§ **PROBLEM TO WORK ON**:
Output the data exactly, with every line intact.

** BEGIN ROWS **

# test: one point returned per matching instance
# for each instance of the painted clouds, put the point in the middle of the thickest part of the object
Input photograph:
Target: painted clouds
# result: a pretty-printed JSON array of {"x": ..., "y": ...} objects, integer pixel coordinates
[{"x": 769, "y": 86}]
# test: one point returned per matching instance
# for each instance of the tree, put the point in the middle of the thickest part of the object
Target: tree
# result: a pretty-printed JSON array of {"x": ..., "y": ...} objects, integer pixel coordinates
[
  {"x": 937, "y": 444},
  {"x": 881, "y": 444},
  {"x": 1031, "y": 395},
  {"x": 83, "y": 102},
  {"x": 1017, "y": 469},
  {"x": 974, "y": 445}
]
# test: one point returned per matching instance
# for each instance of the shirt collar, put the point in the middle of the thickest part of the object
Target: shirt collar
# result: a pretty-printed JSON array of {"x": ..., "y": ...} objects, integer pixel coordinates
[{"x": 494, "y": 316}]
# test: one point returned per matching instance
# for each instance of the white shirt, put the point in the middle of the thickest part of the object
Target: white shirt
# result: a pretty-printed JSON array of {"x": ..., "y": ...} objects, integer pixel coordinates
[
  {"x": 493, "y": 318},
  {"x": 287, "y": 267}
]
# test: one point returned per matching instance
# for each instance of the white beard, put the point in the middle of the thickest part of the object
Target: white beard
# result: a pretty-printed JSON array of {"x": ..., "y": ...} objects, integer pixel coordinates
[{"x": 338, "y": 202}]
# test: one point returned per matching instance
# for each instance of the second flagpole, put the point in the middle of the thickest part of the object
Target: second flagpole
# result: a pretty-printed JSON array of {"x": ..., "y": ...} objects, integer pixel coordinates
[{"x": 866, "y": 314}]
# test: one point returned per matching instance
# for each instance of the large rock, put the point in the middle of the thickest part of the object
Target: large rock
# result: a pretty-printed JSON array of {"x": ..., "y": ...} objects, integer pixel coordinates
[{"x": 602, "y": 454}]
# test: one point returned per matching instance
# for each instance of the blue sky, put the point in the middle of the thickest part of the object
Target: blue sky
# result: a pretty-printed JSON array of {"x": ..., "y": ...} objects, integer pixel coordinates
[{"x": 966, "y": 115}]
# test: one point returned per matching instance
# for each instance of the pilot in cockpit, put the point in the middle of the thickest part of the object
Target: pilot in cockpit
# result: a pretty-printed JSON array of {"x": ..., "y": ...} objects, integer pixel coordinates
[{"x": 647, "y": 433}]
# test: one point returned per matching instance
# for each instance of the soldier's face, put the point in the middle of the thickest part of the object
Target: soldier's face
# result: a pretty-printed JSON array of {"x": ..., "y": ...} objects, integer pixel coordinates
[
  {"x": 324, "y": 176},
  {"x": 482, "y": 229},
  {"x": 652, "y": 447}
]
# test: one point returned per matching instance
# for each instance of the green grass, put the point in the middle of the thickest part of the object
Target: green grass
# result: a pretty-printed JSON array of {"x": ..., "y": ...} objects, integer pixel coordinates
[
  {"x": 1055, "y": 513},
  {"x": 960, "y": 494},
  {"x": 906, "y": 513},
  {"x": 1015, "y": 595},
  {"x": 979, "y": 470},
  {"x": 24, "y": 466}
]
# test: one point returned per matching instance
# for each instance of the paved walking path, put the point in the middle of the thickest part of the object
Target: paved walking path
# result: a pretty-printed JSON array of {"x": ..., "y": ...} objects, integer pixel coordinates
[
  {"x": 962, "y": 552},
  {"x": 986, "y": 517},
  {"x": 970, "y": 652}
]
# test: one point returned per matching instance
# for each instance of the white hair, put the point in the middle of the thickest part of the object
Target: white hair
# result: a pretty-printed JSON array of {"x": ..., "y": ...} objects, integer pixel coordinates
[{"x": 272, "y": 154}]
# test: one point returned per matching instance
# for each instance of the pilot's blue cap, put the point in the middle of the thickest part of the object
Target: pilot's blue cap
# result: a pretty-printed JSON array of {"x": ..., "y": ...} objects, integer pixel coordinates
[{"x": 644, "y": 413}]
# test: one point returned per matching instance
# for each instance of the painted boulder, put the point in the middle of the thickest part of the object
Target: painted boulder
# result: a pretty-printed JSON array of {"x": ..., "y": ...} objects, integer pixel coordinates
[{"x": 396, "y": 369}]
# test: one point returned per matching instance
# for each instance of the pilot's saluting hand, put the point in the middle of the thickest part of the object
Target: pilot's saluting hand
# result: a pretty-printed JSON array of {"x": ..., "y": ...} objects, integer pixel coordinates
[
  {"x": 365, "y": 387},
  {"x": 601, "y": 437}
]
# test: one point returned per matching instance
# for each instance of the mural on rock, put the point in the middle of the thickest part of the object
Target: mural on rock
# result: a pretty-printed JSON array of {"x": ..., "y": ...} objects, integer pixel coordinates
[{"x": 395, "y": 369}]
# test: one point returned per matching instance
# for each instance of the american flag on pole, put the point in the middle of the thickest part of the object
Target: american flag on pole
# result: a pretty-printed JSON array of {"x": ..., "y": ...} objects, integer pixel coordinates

** END ROWS **

§ **RESULT OF THE TASK**:
# test: one point returned per matching instance
# for each instance of the painted clouds, put the point in the middle of the thickest part of the object
Input photograph:
Target: painted clouds
# result: a pretty-printed JSON array of {"x": ..., "y": ...} objects, integer pixel coordinates
[{"x": 769, "y": 86}]
# test: one point returned per matching instance
# for each instance of the tree, put the point in the middle of the thickest part of the object
Target: tree
# result: a pretty-printed JSON array of {"x": ..., "y": ...} objects, integer pixel coordinates
[
  {"x": 937, "y": 444},
  {"x": 881, "y": 444},
  {"x": 1031, "y": 395},
  {"x": 83, "y": 102},
  {"x": 1017, "y": 469},
  {"x": 974, "y": 445}
]
# test: one point returned per matching instance
# for each instance of the shirt collar, put the point in the middle of the thickest part of the object
Target: shirt collar
# result: a pretty-printed JSON array of {"x": ..., "y": ...} objects, integer pixel coordinates
[{"x": 494, "y": 316}]
# test: one point returned per matching instance
# for each instance of the white shirt, put the point in the middle of the thickest part of the object
Target: white shirt
# result: a pretty-printed JSON array of {"x": ..., "y": ...} objects, integer pixel coordinates
[
  {"x": 493, "y": 318},
  {"x": 287, "y": 267}
]
# test: one point returned per matching instance
# for each instance of the white beard, put the point in the middle of the thickest part of the object
Target: white beard
# result: a pretty-printed JSON array of {"x": ..., "y": ...} objects, integer pixel coordinates
[{"x": 338, "y": 202}]
# test: one point returned per matching instance
# for each instance of the second flagpole, put the point in the middle of the thickest part of the object
Target: second flagpole
# result: a pretty-printed JSON array of {"x": ..., "y": ...} objects, integer pixel coordinates
[{"x": 866, "y": 314}]
# test: one point returned per matching instance
# for each instance of the large rock, put the point in the middle of the thickest part of the object
Target: large rock
# result: a pretty-printed JSON array of {"x": ..., "y": ...} objects, integer pixel coordinates
[{"x": 602, "y": 454}]
# test: one point returned per matching instance
# for each instance of the blue sky, put the point in the middle of the thickest part of the object
Target: blue sky
# result: a pretty-printed JSON array of {"x": ..., "y": ...} objects, integer pixel coordinates
[{"x": 966, "y": 115}]
# test: one point returned per matching instance
# for each instance of the pilot in cockpit, put the point in the middle of the thickest part of the object
Target: pilot in cockpit
# result: a pretty-printed JSON array of {"x": ..., "y": ...} objects, integer pixel coordinates
[{"x": 647, "y": 433}]
# test: one point returned per matching instance
# for each instance of the soldier's face, put the point in the middle of the thickest part of the object
Target: soldier's face
# result: a pretty-printed JSON array of {"x": ..., "y": ...} objects, integer pixel coordinates
[
  {"x": 324, "y": 176},
  {"x": 482, "y": 229},
  {"x": 652, "y": 447}
]
# test: one point returned per matching instance
# for each instance of the green grass, put the point in the middle of the thickest part of the object
Target: green grass
# result: a pretty-printed JSON array of {"x": ..., "y": ...} objects, integer pixel coordinates
[
  {"x": 1055, "y": 513},
  {"x": 960, "y": 494},
  {"x": 906, "y": 513},
  {"x": 1015, "y": 595},
  {"x": 979, "y": 470},
  {"x": 24, "y": 466}
]
# test: one point returned per matching instance
# for each instance of the paved walking path, put the point in the middle of the thickest part of the object
Target: paved walking path
# result: a pretty-printed JSON array of {"x": ..., "y": ...} objects, integer pixel coordinates
[
  {"x": 962, "y": 552},
  {"x": 986, "y": 517},
  {"x": 970, "y": 652}
]
# test: one point returned per matching instance
# for each instance of the white hair, put the point in the middle of the thickest part of the object
Target: white hair
# result: a pretty-printed JSON array of {"x": ..., "y": ...} objects, integer pixel coordinates
[{"x": 272, "y": 154}]
# test: one point returned per matching instance
# for each instance of the pilot's blue cap, put the point in the middle of the thickest part of the object
Target: pilot's blue cap
# result: a pretty-printed JSON array of {"x": ..., "y": ...} objects, integer pixel coordinates
[{"x": 644, "y": 413}]
# test: one point returned per matching instance
# for each instance of the painted boulder, put the point in the middle of the thickest part of the object
Target: painted boulder
# result: a pretty-printed JSON array of {"x": ..., "y": ...} objects, integer pixel coordinates
[{"x": 396, "y": 369}]
# test: one point returned per matching instance
# for each instance of the pilot's saluting hand, put the point in the middle of the thickest part of the object
Target: pilot's saluting hand
# result: a pretty-printed JSON array of {"x": ..., "y": ...} objects, integer pixel coordinates
[
  {"x": 365, "y": 387},
  {"x": 601, "y": 437}
]
# test: one point returned per matching instance
# for each instance of the mural on rock, put the point in the middle of the thickest part of the object
Target: mural on rock
# result: a pretty-printed JSON array of {"x": ..., "y": ...} objects, integer pixel coordinates
[{"x": 395, "y": 369}]
# test: one point returned per matching instance
# for each instance of the american flag on pole, put the point in the middle of the thickest part of the object
Target: american flag on pole
# result: a pretty-printed JSON array of {"x": ..., "y": ...} objects, integer pixel coordinates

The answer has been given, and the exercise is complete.